Pick out and copy each line of the items below that contains the word "outline".

:: INFORMATION SUPPLIED

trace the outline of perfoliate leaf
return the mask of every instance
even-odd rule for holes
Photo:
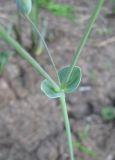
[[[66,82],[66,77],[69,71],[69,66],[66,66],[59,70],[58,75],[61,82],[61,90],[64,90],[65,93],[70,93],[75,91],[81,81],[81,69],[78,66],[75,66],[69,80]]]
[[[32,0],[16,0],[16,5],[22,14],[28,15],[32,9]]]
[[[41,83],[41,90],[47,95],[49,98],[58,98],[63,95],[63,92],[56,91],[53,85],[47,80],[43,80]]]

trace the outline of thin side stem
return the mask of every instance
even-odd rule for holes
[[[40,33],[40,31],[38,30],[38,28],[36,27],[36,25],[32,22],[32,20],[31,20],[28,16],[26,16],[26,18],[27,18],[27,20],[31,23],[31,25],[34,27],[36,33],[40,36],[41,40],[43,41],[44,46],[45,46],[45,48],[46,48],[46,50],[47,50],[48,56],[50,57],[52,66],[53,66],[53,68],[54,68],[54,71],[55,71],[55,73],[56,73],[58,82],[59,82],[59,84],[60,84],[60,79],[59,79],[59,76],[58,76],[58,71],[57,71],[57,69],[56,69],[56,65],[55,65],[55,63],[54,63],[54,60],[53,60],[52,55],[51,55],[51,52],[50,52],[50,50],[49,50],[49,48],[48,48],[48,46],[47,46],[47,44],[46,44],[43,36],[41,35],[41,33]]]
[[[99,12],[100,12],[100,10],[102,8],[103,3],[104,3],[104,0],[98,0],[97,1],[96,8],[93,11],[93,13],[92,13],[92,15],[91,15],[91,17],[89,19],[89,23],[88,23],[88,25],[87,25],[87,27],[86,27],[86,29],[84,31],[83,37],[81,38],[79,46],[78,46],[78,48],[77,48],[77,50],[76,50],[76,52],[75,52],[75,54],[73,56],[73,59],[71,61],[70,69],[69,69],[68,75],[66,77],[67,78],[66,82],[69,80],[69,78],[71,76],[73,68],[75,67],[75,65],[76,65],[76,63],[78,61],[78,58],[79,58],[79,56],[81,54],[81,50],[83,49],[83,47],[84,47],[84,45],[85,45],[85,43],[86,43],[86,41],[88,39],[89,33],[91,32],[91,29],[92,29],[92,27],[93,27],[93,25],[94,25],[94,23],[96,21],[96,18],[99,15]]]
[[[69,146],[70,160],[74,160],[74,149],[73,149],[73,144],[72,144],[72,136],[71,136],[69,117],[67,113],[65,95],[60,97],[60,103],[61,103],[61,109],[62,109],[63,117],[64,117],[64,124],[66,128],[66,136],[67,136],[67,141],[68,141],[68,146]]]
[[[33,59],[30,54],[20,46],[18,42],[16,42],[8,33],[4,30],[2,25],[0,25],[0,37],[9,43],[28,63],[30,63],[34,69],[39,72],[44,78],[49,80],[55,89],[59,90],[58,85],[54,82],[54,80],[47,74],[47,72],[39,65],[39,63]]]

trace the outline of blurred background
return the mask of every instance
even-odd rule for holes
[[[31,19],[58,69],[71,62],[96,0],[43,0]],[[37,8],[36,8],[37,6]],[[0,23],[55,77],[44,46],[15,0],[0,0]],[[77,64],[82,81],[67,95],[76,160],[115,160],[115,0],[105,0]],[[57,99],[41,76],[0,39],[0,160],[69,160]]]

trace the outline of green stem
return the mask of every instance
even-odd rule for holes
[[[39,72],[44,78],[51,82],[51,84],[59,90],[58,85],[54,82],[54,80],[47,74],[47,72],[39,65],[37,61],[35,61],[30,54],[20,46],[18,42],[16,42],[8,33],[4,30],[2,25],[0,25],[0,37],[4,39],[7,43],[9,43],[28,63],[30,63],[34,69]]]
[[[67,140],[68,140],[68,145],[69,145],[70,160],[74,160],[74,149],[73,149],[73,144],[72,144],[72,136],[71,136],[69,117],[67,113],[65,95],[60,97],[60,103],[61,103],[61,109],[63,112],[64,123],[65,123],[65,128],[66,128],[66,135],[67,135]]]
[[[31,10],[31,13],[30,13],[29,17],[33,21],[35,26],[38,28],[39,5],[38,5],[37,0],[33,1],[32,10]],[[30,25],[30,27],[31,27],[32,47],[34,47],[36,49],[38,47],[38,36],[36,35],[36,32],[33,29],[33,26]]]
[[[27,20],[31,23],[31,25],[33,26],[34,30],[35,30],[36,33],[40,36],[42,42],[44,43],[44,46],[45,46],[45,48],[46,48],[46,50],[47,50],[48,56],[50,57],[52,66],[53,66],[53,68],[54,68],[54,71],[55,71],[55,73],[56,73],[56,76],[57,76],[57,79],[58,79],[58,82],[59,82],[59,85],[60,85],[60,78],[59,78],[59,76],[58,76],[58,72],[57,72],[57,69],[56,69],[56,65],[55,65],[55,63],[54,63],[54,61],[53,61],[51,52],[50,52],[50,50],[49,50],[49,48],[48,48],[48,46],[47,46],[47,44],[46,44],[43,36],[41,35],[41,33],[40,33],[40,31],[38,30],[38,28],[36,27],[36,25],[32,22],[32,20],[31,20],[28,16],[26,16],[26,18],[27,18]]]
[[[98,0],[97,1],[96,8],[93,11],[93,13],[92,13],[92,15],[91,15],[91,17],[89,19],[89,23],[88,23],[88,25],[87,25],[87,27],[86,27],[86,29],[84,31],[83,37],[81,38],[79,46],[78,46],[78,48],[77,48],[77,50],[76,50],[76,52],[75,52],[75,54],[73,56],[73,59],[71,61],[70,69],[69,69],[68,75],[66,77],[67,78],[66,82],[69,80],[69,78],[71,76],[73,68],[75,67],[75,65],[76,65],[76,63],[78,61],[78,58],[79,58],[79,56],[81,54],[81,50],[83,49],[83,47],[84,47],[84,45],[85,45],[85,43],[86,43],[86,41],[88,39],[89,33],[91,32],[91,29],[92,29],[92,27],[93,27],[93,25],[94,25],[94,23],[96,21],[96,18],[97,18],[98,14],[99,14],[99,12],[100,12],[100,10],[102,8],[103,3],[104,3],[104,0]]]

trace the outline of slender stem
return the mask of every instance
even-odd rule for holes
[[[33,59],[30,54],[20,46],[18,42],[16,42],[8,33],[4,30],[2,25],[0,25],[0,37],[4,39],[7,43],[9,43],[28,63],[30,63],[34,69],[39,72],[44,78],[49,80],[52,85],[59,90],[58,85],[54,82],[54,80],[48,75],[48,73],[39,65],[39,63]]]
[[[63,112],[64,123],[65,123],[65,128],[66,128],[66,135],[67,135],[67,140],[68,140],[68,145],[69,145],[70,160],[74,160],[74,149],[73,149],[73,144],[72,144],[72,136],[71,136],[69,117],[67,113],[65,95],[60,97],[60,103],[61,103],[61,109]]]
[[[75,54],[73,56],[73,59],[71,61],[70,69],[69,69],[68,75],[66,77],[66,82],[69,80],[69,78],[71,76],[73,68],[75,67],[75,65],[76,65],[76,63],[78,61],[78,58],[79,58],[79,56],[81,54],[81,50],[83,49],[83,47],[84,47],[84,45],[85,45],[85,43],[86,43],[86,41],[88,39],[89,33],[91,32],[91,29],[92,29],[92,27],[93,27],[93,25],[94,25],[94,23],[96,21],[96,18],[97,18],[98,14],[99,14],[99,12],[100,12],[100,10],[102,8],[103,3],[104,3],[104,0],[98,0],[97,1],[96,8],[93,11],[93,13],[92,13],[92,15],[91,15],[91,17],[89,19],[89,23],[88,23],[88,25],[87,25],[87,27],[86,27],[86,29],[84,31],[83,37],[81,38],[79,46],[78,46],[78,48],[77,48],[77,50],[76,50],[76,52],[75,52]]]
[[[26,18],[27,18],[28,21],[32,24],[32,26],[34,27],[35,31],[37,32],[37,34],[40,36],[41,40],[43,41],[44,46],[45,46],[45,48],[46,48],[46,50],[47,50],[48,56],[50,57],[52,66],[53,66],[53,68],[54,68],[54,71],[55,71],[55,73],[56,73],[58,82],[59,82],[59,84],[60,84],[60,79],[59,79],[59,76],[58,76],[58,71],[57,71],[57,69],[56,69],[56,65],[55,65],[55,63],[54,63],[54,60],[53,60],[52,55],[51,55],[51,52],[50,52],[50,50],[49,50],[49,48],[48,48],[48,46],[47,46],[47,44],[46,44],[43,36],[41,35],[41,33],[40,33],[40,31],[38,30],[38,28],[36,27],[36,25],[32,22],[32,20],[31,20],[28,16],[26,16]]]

::::

• [PROBLEM SOLUTION]
trace the outline of perfoliate leaf
trace the outline of thin side stem
trace the outline of blurred background
trace the outline of green stem
trace the outline of slender stem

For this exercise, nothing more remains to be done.